<<<<
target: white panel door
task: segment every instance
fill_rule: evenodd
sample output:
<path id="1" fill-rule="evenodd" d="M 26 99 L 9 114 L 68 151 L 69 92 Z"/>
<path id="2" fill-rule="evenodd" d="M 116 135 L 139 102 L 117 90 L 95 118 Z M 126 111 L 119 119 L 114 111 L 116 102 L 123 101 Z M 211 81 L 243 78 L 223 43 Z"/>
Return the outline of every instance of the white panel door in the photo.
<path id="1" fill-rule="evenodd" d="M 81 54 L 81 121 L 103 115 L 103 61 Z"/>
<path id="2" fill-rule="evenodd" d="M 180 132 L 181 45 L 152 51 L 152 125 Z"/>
>>>>
<<<<
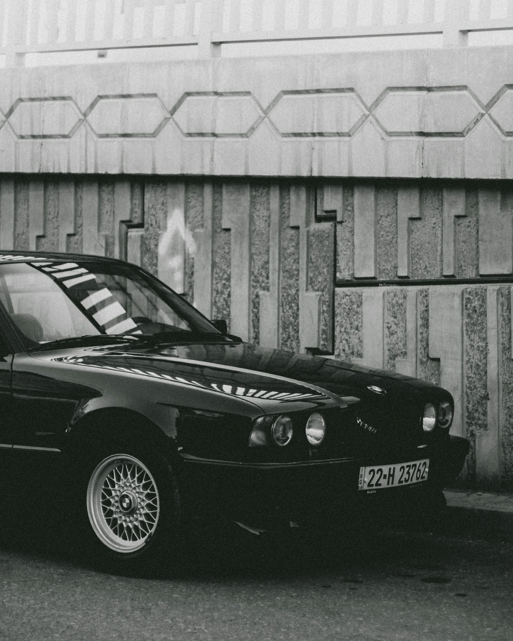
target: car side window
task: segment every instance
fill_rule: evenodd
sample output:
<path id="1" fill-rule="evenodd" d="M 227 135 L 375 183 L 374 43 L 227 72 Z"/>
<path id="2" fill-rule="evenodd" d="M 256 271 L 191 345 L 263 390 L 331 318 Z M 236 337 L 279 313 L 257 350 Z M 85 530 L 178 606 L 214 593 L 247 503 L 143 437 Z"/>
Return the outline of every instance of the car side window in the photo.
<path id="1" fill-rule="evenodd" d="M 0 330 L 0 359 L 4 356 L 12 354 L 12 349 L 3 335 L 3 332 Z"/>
>>>>
_Stated exercise_
Transcribe the lines from the one that contains "target: white panel door" through the one that contains "116 135 L 139", including both of those lines, and reproduce them character for character.

_Worked solution_
target: white panel door
task: segment every instance
fill_rule: evenodd
sample output:
<path id="1" fill-rule="evenodd" d="M 26 99 L 9 114 L 68 151 L 69 92 Z"/>
<path id="2" fill-rule="evenodd" d="M 116 135 L 139 102 L 117 90 L 95 118 Z M 126 111 L 119 119 L 114 111 L 116 102 L 123 101 Z M 211 81 L 243 78 L 223 43 Z"/>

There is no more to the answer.